Dataset records:
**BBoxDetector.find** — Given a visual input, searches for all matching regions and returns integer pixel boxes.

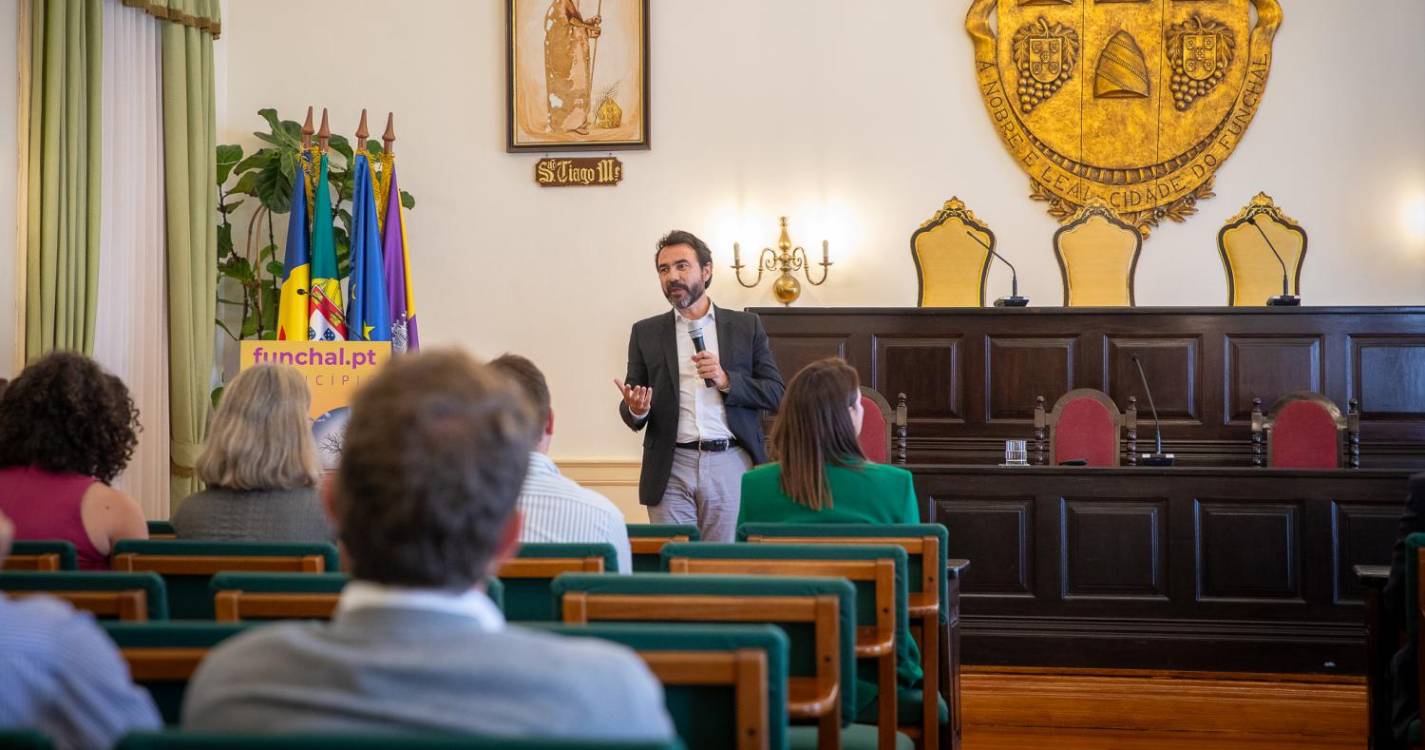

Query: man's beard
[663,281,707,309]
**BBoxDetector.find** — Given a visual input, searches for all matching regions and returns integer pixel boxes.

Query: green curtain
[159,0,219,508]
[24,0,104,361]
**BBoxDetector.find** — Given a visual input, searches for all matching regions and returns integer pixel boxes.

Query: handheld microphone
[1251,217,1301,307]
[965,230,1029,308]
[1133,355,1176,466]
[688,321,713,388]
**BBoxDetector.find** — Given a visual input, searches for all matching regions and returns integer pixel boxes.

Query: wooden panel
[1196,500,1301,602]
[1059,498,1167,599]
[1103,337,1203,425]
[767,334,843,382]
[938,498,1035,596]
[1223,335,1325,423]
[1341,337,1425,422]
[872,337,965,422]
[985,335,1077,422]
[1331,502,1405,605]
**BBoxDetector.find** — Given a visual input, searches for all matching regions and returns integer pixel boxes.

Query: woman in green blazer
[737,358,922,721]
[737,358,921,525]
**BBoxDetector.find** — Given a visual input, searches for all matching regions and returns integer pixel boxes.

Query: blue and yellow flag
[306,154,346,341]
[346,151,390,341]
[276,157,312,341]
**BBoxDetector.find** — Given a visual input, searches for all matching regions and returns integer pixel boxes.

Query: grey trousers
[648,448,752,542]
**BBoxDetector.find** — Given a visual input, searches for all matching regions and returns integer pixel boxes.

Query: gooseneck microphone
[1133,355,1174,466]
[688,321,713,388]
[1251,217,1301,307]
[965,230,1029,308]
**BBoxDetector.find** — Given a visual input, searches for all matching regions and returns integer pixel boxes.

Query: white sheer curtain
[94,0,168,519]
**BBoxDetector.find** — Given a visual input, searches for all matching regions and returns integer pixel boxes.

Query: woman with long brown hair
[737,358,921,523]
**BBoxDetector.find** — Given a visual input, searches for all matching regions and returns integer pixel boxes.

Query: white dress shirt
[514,452,633,573]
[673,304,732,442]
[336,580,504,633]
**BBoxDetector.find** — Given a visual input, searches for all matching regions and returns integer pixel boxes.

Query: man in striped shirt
[490,354,633,573]
[0,515,160,750]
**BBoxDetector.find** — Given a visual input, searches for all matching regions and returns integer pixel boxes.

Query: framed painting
[506,0,648,151]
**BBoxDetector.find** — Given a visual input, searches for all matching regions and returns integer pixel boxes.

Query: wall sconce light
[732,217,831,307]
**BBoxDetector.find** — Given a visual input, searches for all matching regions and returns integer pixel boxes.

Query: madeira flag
[306,154,346,341]
[276,163,312,341]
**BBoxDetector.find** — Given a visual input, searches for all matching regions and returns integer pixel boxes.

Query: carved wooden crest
[965,0,1281,237]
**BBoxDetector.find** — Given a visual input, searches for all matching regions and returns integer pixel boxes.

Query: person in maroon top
[0,352,148,570]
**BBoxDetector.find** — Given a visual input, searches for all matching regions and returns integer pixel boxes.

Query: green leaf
[218,144,242,185]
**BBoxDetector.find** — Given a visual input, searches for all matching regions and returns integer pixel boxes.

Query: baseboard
[960,666,1367,740]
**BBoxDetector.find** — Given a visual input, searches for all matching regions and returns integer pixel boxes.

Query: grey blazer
[618,302,785,505]
[182,607,674,740]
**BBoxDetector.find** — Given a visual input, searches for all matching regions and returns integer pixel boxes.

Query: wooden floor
[962,667,1365,750]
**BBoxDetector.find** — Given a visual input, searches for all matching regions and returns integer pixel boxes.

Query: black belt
[677,438,742,453]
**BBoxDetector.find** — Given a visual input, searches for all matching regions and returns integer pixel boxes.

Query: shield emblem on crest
[1029,37,1064,83]
[1183,34,1217,81]
[965,0,1283,237]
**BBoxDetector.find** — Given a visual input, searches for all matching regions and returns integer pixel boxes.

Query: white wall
[0,0,21,378]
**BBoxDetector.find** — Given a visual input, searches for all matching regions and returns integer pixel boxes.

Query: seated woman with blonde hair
[172,365,332,542]
[0,352,148,570]
[737,358,921,523]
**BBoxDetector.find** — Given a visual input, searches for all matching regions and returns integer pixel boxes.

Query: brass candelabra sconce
[732,217,831,307]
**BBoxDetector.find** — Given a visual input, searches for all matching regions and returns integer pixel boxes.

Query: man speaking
[614,230,784,542]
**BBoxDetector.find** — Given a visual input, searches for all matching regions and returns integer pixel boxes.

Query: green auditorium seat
[553,573,874,747]
[113,539,341,620]
[0,539,78,572]
[208,573,504,622]
[0,729,54,750]
[628,523,703,573]
[737,523,960,747]
[663,543,921,746]
[0,570,168,620]
[103,622,247,724]
[497,542,618,622]
[529,623,787,750]
[114,731,683,750]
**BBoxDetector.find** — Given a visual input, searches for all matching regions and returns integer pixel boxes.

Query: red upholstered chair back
[856,386,895,463]
[1049,388,1123,466]
[1267,394,1345,469]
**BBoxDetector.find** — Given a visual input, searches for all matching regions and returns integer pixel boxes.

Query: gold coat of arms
[965,0,1281,237]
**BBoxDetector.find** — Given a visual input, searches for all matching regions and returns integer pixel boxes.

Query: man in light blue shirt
[184,351,674,741]
[490,354,633,573]
[0,515,161,749]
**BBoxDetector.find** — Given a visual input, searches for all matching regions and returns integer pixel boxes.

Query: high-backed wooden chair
[113,539,341,620]
[911,198,995,308]
[554,573,856,750]
[1251,391,1361,469]
[628,523,703,573]
[737,523,960,749]
[0,539,78,572]
[496,542,618,622]
[663,543,921,750]
[856,385,906,463]
[1217,192,1307,307]
[1055,200,1143,308]
[527,623,787,750]
[1035,388,1139,466]
[0,570,168,622]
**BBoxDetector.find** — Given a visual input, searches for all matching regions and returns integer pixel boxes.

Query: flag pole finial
[316,107,332,154]
[302,107,315,151]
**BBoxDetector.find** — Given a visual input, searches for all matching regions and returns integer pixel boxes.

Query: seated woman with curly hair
[172,365,332,542]
[0,352,148,570]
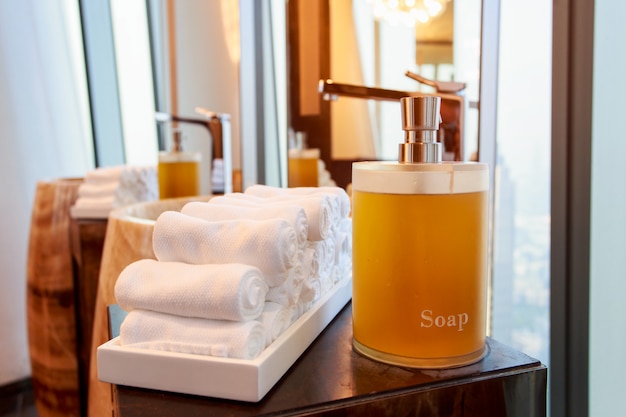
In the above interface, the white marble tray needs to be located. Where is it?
[97,278,352,402]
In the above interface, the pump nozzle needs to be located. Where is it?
[398,96,442,163]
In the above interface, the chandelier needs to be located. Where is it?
[370,0,450,27]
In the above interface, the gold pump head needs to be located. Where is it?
[398,96,443,163]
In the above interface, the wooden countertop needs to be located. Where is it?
[115,304,547,417]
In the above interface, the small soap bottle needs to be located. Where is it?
[352,96,489,368]
[287,132,320,187]
[157,129,202,200]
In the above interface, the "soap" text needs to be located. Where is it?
[421,310,469,332]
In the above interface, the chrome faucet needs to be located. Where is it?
[318,71,466,161]
[155,107,233,193]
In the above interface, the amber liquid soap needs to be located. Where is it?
[352,97,489,368]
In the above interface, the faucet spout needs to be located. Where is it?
[318,79,465,161]
[154,107,233,193]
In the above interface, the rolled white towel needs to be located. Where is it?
[265,265,304,306]
[78,181,118,198]
[84,165,125,184]
[210,193,336,240]
[245,184,351,218]
[115,259,268,321]
[259,301,292,345]
[74,194,115,209]
[152,211,298,285]
[180,201,309,247]
[120,310,267,359]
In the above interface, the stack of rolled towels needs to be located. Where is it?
[115,185,352,359]
[72,165,159,218]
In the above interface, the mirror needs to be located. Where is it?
[287,0,481,186]
[144,0,482,189]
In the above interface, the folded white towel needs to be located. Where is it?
[115,259,268,321]
[259,301,292,345]
[210,193,335,240]
[120,310,268,359]
[180,201,309,247]
[152,211,298,276]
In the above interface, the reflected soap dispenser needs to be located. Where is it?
[352,96,489,368]
[157,129,202,200]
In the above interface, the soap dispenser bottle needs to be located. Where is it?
[352,96,489,368]
[157,129,202,200]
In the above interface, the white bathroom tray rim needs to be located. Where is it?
[97,277,352,402]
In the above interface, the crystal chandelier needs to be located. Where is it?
[370,0,450,26]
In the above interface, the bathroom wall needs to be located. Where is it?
[0,0,94,386]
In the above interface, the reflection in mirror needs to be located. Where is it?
[288,0,481,186]
[147,0,241,194]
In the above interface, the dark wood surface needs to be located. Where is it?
[70,219,107,416]
[116,304,547,417]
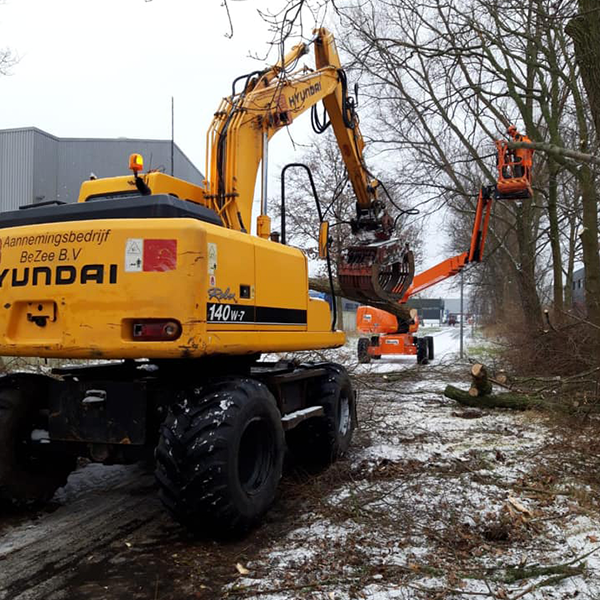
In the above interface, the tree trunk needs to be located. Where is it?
[548,157,564,323]
[516,202,543,331]
[579,164,600,332]
[566,0,600,135]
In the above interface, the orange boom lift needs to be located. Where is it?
[356,125,533,364]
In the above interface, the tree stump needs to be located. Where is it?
[444,385,543,410]
[469,363,492,398]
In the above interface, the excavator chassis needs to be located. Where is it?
[0,355,356,535]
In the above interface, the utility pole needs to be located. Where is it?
[460,271,465,359]
[171,96,175,177]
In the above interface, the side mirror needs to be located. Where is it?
[319,221,329,258]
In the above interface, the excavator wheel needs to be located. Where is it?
[417,337,429,365]
[286,363,356,468]
[0,374,76,508]
[156,377,285,537]
[357,338,371,364]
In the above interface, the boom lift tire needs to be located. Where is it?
[156,377,285,535]
[417,337,429,365]
[286,364,354,468]
[357,338,371,365]
[425,335,434,360]
[0,375,76,508]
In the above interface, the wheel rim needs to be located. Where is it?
[338,390,352,436]
[238,418,275,495]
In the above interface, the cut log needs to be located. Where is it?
[444,385,543,410]
[469,363,492,397]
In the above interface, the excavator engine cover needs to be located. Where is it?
[338,240,415,303]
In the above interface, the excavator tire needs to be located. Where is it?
[155,377,285,537]
[357,338,371,364]
[425,335,434,360]
[286,364,356,468]
[417,337,429,365]
[0,374,76,508]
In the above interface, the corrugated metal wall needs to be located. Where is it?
[0,129,34,210]
[0,128,203,211]
[32,131,59,204]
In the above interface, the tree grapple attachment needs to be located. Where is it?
[338,240,415,304]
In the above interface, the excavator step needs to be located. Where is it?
[338,240,415,303]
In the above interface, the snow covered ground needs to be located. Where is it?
[224,328,600,600]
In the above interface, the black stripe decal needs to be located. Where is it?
[206,302,306,325]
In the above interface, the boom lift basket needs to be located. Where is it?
[496,140,533,200]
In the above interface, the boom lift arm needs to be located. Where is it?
[401,186,495,303]
[368,125,533,312]
[205,29,414,302]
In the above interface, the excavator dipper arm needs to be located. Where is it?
[206,29,414,302]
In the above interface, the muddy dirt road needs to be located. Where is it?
[0,332,600,600]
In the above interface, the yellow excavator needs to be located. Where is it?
[0,29,414,533]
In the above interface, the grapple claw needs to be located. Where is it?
[338,240,415,304]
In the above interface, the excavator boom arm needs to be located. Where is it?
[206,29,414,302]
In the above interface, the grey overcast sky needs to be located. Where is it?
[0,0,307,171]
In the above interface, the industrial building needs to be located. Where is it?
[0,127,203,211]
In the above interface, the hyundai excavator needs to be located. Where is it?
[0,29,414,534]
[356,125,533,365]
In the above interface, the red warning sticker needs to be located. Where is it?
[125,238,177,273]
[142,240,177,271]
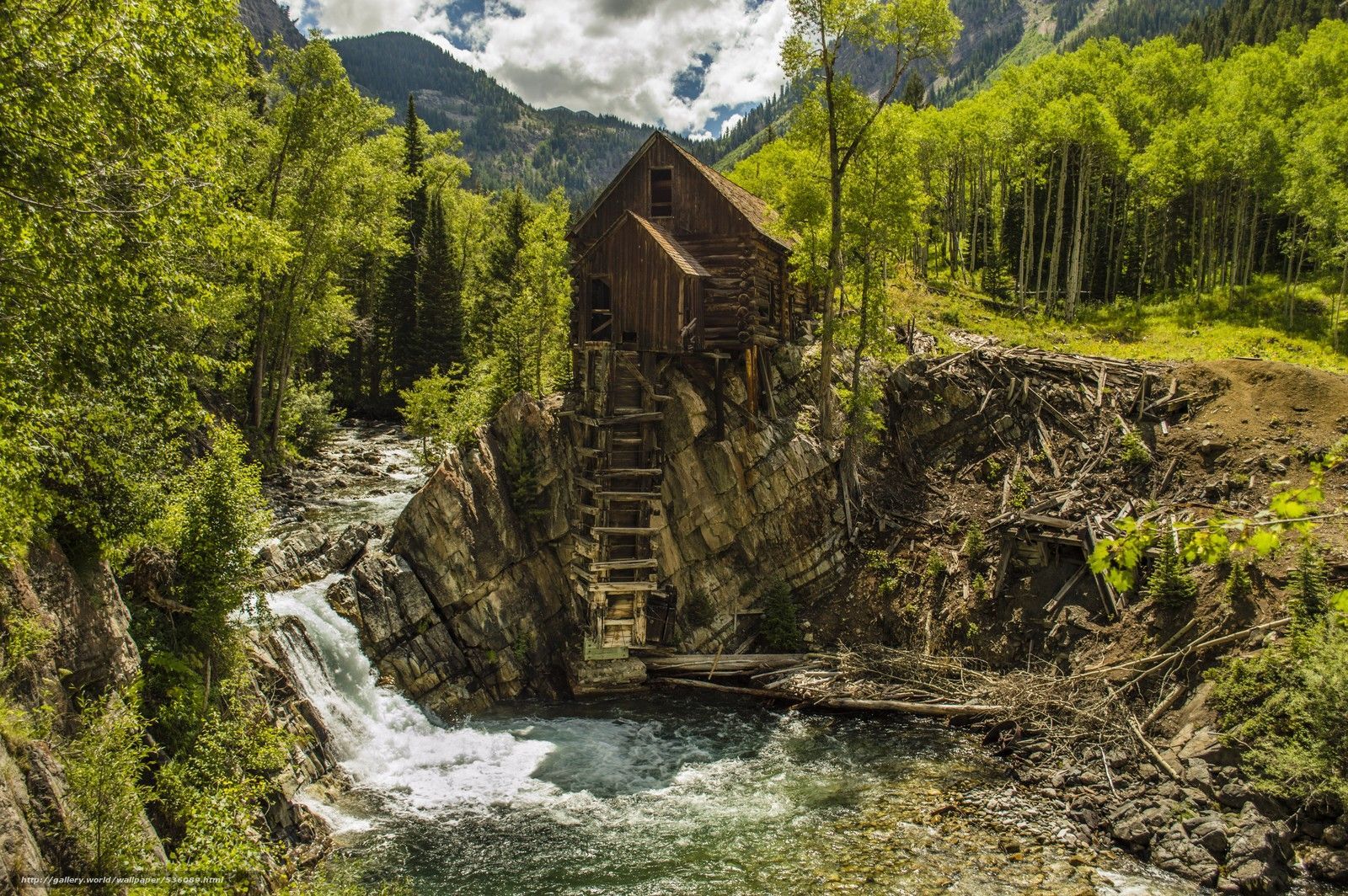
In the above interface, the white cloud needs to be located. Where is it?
[306,0,790,132]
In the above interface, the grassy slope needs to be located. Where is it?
[899,270,1348,373]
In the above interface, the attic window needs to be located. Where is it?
[651,168,674,218]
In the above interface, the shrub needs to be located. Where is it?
[762,579,805,653]
[1287,537,1329,637]
[1119,429,1151,467]
[501,429,548,523]
[159,672,294,892]
[964,521,988,561]
[56,691,155,877]
[1208,600,1348,800]
[281,382,341,456]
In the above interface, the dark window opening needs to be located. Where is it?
[589,278,613,341]
[651,168,674,218]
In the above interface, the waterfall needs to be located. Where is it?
[267,574,554,829]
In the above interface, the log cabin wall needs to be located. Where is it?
[575,135,750,247]
[570,133,810,660]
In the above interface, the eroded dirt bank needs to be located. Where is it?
[265,340,1348,892]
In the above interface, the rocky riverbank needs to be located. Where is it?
[254,340,1348,892]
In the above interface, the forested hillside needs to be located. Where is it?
[0,0,570,872]
[333,34,650,197]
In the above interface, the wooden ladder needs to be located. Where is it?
[575,348,665,655]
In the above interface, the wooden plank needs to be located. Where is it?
[992,535,1016,601]
[591,557,661,570]
[1083,520,1119,618]
[1043,564,1087,613]
[589,582,658,595]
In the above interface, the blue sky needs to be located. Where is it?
[292,0,790,135]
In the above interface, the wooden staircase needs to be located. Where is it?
[573,342,672,649]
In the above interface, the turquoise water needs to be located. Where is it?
[270,581,1191,896]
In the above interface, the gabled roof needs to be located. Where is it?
[570,131,791,249]
[627,209,710,276]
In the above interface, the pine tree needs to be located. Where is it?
[473,186,532,349]
[1287,537,1329,635]
[416,197,463,376]
[386,94,426,389]
[1143,532,1198,609]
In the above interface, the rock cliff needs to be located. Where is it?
[350,346,844,714]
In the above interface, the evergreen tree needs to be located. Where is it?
[1143,532,1198,609]
[386,94,426,389]
[1287,537,1329,636]
[473,186,532,352]
[416,197,463,376]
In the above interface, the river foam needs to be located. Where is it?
[267,574,555,829]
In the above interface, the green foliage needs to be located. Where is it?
[0,0,253,559]
[1222,561,1254,605]
[501,429,548,524]
[151,424,270,656]
[56,691,155,877]
[1089,438,1348,591]
[281,382,341,456]
[1287,537,1330,638]
[157,672,292,893]
[962,520,988,561]
[0,605,54,685]
[760,579,805,653]
[1119,429,1151,467]
[1142,534,1198,609]
[1209,611,1348,799]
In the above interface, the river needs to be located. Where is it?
[259,429,1193,896]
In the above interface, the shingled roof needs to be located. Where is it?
[627,211,710,276]
[571,131,791,249]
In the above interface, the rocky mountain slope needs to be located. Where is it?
[310,331,1348,892]
[238,0,305,50]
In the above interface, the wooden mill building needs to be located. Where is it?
[570,132,810,659]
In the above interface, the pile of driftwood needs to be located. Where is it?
[879,345,1211,618]
[645,618,1289,777]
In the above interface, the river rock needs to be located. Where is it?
[1222,803,1292,893]
[1303,846,1348,884]
[353,353,847,714]
[1151,822,1218,887]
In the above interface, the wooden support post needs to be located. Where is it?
[712,357,725,440]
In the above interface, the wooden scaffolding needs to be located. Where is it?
[575,342,672,658]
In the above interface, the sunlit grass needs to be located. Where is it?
[898,270,1348,373]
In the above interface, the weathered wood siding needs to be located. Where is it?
[577,217,703,353]
[575,140,752,247]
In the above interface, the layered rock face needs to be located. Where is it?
[353,346,844,714]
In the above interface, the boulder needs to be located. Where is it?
[1222,803,1292,893]
[1303,846,1348,884]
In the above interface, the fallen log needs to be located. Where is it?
[651,678,1006,718]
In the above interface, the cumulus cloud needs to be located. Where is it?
[306,0,790,133]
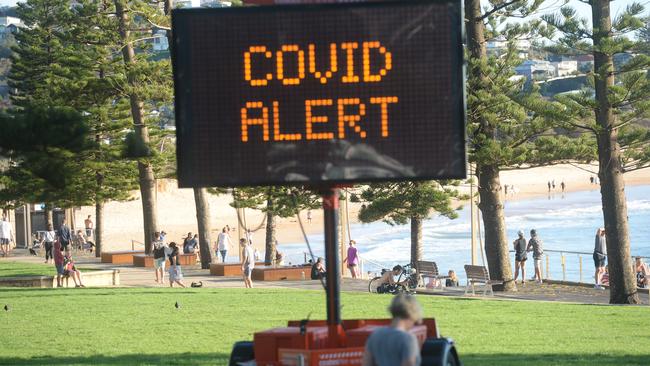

Do this:
Revise everything from the line containing "In the above interface, the wooden scaffolding" down to the end of the entries, putting "downed tree trunk" in place of "fallen log" and keeping all else unchanged. Leave the pictures out of your answer.

Task solution:
In the above interface, the wooden scaffolding needs to be located. Where is it?
[575,342,672,658]
In the above interface, the sunlit grass needs to be located. Where is it?
[898,270,1348,373]
In the above interface, the weathered wood siding needs to be located. Where is it?
[577,217,703,353]
[575,140,752,247]
In the above interface, the layered rock face needs to be located. Where is it?
[353,346,844,714]
In the above interface, the boulder needs to be located. Where is it?
[1222,803,1292,893]
[1303,846,1348,884]
In the above interface, the downed tree trunk needs to be located. Where is it?
[651,678,1006,718]
In the above interface, the cumulus cloud needs to be located. Where is it?
[306,0,790,133]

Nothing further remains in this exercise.